PROBLEM SET |
a. Answer these three questions using the thread about the concrete cut saw, one answer per line, marked (i), (ii), (iii).
(i) What did FreedomRocks put in the chamber in the first post?
(ii) Which brand of spark plug does snoman name?
(iii) What tool does FreedomRocks plan to use on part of the housing?
b. List every possible cause of the saw not starting that hankster and snoman suggest in the thread about the concrete cut saw.

# Will Not Start



## FreedomRocks (Oct 15, 2004)

Hi To all, I have a Concrete Cut saw, that will not start, the carb is rebuilt, and clean, all the spark is there, and the compression is there.

I go so far as to put ether in the chamber, and with the spark plug in, it wont even fire at all...NOTHING!

You would think with compression, and ether, and spark You would get a bang of some kind > ?

Help anyone > ?

Thanks


----------



## hankster (Jan 1, 1998)

Could be two areas to look at. First would be a sheared flywheel key or much less likely a twisted crank. Next would be an air leak in the crankcase.


----------



## snoman (Feb 13, 2004)

FreedomRocks
Another thing that you can check is the sparkplug itself. I've seen Champion plugs spark excellently when out of the motor but as soon as they are in the head and under compression, they crap out.

snoman


----------



## FreedomRocks (Oct 15, 2004)

Thanks again, I have tried to pull the flywheel, thinking it could be the key (timing) but cannot get a wheel puller in there, I am going to take a die grinder to a part of the housing, in order to be able to do just that. 
Also I have grounded out the spark plug while it was out of the chamber. It did spark under that test also.

Thanks 
Free


----------

GIVEN INFORMATION |
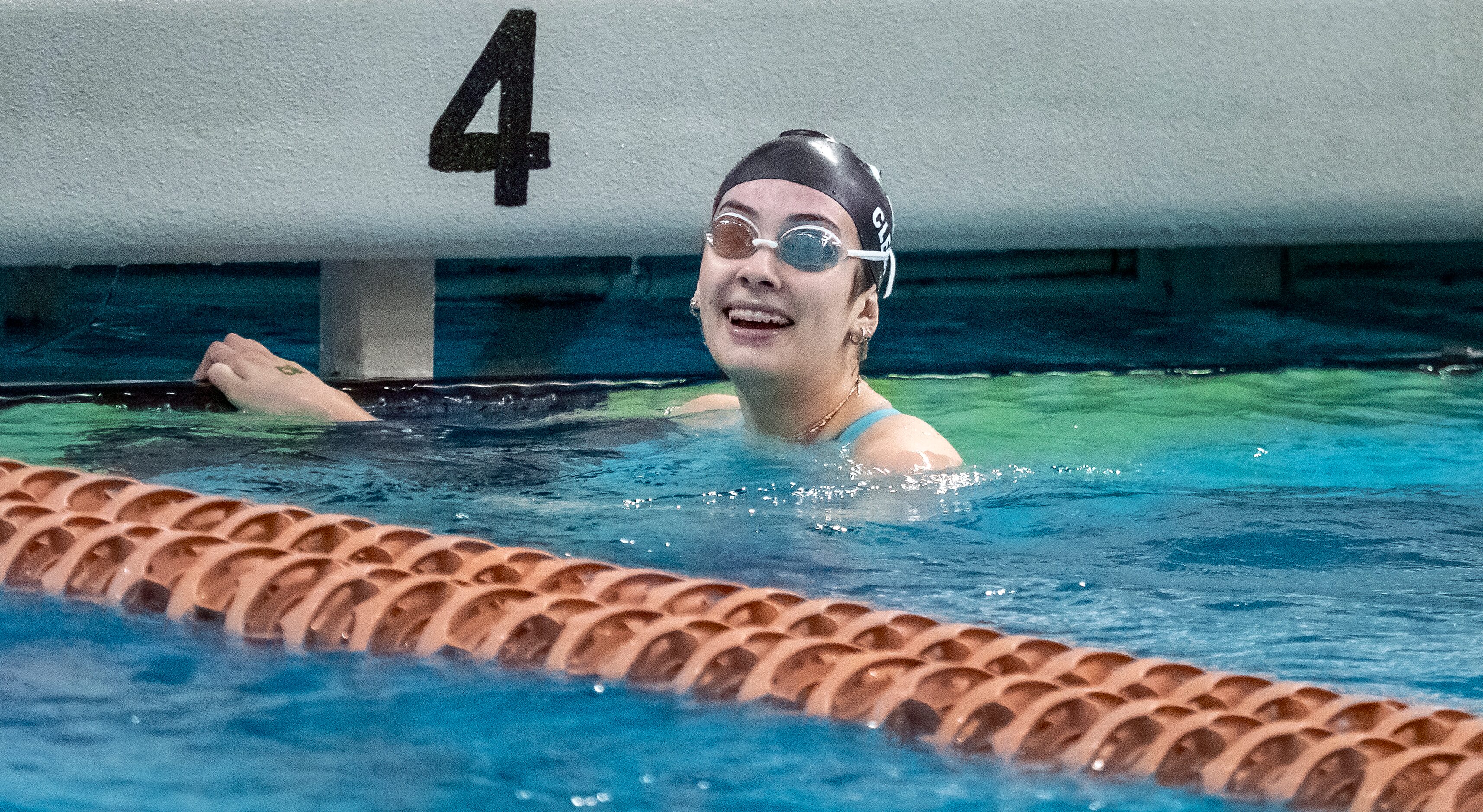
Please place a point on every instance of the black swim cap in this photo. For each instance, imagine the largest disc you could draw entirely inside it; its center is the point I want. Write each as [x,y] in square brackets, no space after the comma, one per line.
[819,162]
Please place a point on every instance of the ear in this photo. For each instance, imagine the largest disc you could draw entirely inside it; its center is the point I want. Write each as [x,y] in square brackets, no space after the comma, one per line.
[867,312]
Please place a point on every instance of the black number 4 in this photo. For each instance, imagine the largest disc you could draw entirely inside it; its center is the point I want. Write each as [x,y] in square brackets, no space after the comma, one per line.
[508,61]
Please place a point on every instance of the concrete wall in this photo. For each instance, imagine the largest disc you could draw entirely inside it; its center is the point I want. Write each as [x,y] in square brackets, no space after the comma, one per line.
[257,129]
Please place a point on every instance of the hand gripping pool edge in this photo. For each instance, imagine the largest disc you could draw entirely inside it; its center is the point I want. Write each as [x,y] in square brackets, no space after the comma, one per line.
[284,575]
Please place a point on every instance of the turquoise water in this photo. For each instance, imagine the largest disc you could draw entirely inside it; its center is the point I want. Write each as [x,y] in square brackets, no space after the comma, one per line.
[1317,525]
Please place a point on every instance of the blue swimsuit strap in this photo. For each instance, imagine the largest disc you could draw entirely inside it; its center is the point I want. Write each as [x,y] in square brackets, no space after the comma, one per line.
[853,432]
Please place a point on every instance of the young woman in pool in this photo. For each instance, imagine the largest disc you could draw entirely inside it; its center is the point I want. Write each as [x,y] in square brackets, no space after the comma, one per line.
[788,298]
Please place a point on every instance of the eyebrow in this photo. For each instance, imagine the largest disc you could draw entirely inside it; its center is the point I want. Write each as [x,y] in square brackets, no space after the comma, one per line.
[742,208]
[803,217]
[793,220]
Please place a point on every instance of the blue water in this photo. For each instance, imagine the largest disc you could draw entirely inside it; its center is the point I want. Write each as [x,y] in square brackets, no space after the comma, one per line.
[1317,525]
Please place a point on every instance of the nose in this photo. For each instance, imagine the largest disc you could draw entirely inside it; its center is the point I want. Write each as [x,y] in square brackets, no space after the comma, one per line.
[760,270]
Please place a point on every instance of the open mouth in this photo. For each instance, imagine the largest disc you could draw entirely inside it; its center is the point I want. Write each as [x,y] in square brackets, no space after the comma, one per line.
[754,319]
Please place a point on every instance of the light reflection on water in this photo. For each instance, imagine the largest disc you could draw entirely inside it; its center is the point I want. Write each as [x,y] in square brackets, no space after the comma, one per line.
[1314,525]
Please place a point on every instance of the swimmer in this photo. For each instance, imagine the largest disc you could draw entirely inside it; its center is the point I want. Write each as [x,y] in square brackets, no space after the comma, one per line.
[796,264]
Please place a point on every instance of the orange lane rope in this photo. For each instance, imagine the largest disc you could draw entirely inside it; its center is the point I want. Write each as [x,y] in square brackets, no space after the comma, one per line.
[279,574]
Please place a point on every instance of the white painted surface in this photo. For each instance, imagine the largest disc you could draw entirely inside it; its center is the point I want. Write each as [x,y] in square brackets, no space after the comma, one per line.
[376,318]
[259,129]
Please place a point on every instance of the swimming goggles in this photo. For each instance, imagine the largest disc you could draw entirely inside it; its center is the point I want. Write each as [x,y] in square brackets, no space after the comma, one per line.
[807,246]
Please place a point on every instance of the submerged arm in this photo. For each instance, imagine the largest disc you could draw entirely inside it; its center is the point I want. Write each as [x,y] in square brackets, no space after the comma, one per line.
[904,445]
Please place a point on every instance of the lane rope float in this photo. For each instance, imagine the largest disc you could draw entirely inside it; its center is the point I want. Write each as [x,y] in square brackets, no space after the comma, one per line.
[285,575]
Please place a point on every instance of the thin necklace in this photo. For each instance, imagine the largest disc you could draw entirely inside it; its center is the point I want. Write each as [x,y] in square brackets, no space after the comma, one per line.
[819,426]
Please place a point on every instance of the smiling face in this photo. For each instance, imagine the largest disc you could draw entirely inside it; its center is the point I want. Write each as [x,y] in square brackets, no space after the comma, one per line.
[767,320]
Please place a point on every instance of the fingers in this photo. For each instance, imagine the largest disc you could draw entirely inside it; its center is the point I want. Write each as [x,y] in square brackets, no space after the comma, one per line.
[233,347]
[215,353]
[226,380]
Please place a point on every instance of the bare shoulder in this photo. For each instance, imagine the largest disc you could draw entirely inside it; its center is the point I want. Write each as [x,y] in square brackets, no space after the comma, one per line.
[706,403]
[905,445]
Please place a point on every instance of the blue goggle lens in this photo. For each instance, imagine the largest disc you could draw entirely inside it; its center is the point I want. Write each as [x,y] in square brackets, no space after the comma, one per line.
[809,249]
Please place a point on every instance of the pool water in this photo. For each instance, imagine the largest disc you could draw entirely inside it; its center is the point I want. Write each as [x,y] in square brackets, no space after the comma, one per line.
[1317,525]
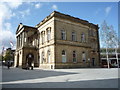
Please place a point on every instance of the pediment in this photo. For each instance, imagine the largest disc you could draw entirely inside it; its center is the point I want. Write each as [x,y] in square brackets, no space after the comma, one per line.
[19,27]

THE SOLUTIONS |
a.
(i) Ether
(ii) Champion
(iii) A die grinder

b.
- A sheared flywheel key
- A twisted crank
- An air leak in the crankcase
- The spark plug itself failing once it is in the head and under compression